**Document text:**
'''

That first night I got my initial taste of what the next 240 hours of my life was going to be like. There is a main Dhamma Hall, where both the men and women retreaters congregate for each sitting. We all gathered at 6 pm that evening and sat, awaiting. A man dressed in white robs walked in and sat on a raised cushion at the front of the hall, seated towards us. With little to no instruction we were expected to sit quietly and meditate. No instruction. Like he didn’t say anything. I caught on to what I was supposed to do but I wondered what others were thinking especially if this was their first exposure to the practice. I know that there were some that hadn’t meditated before from conversations I’d had earlier that day. I’m sure they were wondering what the hell was going on and what they were supposed to be thinking about or not thinking about and how they were supposed to be sitting and what if they had to sneeze and change position and what if, heaven forbid, they have to pee all of a sudden. I didn’t know too much more about what was expected so I just used my what I already knew to get me through that first horrendously long hour.
Finally, after what felt like an eternity, a gong rang out marking the end of the session. In a quiet, staggered voice he first spoke in Hindi and then the same directions in english telling us to move into a different hall for our first discourse, whatever the hell that was. The hindi speakers stayed in the hall and the english speakers went to a smaller, stuffier hall to watch a talk given by Goenka on an old TV, kinda like the TV I got to play Nintendo on when I was little. He introduced himself and explained what the next day was going to look like for the students, what to expect and how to overcome the inevitable hardships of the first full day of meditation.

'''

**Record set:**
'''

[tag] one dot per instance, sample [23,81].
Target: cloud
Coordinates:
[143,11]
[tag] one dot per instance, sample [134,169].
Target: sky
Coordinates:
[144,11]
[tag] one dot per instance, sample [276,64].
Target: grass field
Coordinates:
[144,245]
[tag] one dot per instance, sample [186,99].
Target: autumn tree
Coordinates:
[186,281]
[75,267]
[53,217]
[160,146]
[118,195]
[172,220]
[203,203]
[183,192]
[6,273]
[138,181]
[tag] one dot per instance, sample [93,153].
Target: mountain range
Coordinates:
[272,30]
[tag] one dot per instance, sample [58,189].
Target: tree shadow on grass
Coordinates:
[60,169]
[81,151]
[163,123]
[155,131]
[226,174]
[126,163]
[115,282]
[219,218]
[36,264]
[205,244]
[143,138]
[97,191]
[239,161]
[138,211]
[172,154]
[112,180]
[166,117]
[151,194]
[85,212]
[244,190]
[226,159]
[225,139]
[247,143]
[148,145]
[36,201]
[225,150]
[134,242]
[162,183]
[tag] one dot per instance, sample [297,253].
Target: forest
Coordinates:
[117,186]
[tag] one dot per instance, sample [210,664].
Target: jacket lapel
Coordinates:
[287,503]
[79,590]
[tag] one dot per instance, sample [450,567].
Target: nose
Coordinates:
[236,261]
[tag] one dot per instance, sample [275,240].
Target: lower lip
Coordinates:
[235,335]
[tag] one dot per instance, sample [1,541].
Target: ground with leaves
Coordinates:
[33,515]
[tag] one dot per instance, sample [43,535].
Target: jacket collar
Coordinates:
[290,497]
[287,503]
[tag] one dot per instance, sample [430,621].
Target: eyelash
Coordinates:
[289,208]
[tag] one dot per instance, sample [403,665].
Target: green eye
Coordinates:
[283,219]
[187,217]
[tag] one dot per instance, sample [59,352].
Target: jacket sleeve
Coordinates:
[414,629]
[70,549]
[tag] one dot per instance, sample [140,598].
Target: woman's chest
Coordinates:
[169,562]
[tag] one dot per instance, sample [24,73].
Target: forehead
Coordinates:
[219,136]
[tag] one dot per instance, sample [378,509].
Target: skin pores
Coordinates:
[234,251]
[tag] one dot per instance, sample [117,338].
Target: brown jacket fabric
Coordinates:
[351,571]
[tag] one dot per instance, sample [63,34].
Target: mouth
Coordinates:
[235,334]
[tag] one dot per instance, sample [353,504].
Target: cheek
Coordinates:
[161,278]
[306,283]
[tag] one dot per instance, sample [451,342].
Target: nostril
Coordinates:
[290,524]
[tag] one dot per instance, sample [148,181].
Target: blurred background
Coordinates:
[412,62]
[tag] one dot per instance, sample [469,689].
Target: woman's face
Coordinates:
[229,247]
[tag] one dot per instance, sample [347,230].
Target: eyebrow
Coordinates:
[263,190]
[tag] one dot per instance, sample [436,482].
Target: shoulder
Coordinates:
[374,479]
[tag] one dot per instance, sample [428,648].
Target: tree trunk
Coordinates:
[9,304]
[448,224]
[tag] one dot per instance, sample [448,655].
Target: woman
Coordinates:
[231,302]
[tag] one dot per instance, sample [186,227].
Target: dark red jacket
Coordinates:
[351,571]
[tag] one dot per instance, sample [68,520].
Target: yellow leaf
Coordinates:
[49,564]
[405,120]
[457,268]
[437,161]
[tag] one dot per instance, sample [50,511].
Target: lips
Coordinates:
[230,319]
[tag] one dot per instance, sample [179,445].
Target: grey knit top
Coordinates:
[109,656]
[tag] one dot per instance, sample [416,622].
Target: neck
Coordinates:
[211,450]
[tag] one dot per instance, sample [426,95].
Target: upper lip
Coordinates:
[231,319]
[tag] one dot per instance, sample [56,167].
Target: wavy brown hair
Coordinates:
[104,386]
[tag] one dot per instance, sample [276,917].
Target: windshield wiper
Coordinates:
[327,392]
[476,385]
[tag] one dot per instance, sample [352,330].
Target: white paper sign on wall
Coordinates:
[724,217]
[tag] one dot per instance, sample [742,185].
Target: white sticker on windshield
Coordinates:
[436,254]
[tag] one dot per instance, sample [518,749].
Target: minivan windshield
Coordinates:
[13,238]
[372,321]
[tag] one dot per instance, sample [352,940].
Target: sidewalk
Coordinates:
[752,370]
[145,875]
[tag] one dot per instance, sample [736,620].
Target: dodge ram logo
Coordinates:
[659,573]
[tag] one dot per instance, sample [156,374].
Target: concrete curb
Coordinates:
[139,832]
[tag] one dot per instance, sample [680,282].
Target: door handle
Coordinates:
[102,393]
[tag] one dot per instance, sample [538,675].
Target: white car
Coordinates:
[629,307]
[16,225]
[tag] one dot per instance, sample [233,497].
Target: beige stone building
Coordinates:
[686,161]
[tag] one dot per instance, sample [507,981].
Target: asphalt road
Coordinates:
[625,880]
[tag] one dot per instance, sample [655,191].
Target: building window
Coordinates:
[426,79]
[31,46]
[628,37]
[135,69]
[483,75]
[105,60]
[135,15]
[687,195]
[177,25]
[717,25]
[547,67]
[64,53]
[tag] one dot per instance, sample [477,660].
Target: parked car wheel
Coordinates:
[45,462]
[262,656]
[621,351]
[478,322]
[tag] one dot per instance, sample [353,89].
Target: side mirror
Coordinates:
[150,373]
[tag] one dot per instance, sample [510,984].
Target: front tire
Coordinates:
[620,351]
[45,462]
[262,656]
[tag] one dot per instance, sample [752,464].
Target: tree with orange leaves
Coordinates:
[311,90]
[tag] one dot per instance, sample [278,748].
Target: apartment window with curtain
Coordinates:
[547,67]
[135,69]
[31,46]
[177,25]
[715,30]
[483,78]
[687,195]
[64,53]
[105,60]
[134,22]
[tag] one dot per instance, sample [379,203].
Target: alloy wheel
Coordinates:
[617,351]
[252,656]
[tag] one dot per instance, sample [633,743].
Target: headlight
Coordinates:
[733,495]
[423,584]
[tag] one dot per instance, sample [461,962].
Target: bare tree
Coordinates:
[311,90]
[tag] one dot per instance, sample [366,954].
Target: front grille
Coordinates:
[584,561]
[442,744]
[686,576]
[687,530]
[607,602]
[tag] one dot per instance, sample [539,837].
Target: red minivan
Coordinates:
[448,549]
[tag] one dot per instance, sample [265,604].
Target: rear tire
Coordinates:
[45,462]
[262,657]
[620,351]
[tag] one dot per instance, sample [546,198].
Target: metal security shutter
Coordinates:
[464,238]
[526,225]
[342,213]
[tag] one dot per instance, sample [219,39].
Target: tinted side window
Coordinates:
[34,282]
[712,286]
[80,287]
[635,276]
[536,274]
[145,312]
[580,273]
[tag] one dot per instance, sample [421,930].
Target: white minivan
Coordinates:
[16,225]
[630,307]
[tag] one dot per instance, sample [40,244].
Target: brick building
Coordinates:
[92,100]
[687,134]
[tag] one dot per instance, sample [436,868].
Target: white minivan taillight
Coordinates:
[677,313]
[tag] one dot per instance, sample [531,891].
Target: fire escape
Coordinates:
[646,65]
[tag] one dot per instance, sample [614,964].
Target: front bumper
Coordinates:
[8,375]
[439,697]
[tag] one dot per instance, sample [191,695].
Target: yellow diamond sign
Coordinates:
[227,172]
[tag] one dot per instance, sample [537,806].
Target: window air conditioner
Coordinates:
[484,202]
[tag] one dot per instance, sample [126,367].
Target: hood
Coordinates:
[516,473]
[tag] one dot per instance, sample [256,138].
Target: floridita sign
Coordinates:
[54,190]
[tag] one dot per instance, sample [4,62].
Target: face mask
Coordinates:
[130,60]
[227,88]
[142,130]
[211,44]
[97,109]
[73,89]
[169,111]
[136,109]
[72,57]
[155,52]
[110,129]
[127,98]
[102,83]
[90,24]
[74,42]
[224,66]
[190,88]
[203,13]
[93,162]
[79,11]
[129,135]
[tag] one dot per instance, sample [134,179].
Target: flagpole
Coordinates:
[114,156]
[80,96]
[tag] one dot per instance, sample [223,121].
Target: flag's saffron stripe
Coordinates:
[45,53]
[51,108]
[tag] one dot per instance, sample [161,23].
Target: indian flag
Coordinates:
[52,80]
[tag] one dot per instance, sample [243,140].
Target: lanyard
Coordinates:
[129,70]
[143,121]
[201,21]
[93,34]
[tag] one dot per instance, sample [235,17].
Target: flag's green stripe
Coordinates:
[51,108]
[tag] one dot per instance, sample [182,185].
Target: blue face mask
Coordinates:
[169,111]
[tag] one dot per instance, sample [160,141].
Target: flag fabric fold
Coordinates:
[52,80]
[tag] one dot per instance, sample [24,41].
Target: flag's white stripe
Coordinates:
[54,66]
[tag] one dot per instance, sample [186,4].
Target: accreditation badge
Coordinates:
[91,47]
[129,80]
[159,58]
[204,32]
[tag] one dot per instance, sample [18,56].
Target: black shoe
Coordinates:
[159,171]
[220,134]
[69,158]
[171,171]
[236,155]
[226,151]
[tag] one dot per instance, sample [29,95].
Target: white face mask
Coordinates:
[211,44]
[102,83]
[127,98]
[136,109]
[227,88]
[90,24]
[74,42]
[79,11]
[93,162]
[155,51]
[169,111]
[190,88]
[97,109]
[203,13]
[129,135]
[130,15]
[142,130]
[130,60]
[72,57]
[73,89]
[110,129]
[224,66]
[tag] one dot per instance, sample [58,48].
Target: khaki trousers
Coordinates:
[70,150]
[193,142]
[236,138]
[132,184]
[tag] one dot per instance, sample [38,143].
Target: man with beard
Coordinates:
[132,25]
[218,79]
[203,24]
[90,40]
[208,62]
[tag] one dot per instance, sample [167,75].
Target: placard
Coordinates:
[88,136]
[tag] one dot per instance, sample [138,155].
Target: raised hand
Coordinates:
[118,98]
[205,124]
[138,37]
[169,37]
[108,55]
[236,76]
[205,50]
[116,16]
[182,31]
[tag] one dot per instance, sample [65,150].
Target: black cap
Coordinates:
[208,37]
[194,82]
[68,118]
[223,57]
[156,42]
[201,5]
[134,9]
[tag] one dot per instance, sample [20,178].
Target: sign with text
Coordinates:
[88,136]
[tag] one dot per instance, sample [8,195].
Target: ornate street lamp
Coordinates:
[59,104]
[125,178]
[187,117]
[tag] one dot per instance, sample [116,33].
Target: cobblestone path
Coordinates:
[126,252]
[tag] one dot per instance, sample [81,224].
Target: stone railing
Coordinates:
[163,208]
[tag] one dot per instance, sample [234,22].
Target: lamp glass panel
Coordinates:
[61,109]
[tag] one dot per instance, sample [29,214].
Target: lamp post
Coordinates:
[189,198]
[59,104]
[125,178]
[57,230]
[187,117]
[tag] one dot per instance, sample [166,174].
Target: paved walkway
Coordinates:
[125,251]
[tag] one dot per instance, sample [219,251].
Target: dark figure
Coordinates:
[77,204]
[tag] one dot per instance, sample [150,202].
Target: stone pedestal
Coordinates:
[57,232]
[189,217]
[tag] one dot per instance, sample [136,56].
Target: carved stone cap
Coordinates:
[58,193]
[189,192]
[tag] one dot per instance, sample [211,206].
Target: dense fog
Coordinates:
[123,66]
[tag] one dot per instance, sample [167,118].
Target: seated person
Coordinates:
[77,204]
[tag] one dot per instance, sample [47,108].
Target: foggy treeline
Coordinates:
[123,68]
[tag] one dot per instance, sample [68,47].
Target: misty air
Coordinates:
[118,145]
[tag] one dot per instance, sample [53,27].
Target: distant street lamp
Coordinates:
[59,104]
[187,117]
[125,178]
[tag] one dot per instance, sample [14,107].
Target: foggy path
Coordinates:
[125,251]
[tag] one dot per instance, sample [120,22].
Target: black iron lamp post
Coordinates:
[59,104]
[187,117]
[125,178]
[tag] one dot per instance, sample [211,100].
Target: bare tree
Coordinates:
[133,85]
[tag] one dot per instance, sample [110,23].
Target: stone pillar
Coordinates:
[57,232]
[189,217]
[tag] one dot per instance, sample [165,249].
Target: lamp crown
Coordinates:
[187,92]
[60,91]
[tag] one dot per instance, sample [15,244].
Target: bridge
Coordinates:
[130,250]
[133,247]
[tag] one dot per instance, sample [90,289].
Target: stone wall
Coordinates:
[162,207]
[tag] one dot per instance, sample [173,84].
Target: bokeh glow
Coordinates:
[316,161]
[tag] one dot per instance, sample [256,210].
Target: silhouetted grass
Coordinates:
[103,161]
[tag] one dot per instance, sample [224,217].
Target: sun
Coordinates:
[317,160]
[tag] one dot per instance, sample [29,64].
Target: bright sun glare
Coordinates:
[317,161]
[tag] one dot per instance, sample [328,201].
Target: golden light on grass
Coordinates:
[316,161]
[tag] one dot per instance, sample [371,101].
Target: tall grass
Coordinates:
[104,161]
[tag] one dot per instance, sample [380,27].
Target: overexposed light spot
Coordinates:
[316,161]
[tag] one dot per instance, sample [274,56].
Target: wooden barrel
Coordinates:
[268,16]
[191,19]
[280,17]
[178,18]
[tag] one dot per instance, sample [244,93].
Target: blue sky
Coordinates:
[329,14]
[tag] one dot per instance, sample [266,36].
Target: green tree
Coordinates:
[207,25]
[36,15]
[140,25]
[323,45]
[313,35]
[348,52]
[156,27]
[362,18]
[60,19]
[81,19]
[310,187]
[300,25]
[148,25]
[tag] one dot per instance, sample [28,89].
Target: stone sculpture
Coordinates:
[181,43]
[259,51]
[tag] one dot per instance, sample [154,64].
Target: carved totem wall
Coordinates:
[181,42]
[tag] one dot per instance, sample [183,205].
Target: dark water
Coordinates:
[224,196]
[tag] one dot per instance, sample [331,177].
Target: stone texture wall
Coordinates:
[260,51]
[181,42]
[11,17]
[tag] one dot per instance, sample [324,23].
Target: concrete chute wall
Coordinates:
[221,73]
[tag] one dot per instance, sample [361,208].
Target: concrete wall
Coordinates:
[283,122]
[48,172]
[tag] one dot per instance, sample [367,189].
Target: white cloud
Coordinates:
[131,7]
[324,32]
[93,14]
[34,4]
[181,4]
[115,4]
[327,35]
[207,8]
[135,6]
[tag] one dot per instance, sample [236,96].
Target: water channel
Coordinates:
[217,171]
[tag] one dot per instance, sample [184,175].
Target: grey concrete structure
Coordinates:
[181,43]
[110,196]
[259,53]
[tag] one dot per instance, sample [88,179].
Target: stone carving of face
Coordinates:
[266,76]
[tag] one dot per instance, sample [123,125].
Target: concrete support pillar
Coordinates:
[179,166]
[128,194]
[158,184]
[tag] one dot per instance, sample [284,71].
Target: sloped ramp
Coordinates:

'''

**Tasks and exercises:**
(1) List every thing that the meditation retreat account imagines the first-time meditators were wondering about during the first sitting.
(2) Write the next passage of the meditation retreat account, continuing from the end of its last paragraph.

**Answers given:**
(1)
- What was going on
- What they were supposed to be thinking about or not thinking about
- How they were supposed to be sitting
- What to do if they had to sneeze and change position
- What to do if they suddenly had to pee

(2)
What he really focused on were the precepts that all students vowed to observe in their ten day stay at the Lumbini Vipassana Centre. He went in quite a lot of depth behind all of them and had some very entertaining and profound anecdotes to go along with each one but here they are in simple form:
1. To abstain from killing any living creature;
2. To abstain from stealing;
3. To abstain from all sexual activity;
4. To abstain from telling lies;
5. To abstain from all intoxicants;
6. To abstain from sensual entertainment and bodily decorations;
7. To abstain from using high or luxurious beds;
8. To abstain from eating after midday (only for returning students)
The last “law” that we were to observe is what they call Noble Silence. For the entire duration of the course, no one is allowed to talk. No verbal, written or signed language. No body language. No gestures. You are to create a world for yourself in this center so you are living with just you and your thoughts, regardless of the people around you..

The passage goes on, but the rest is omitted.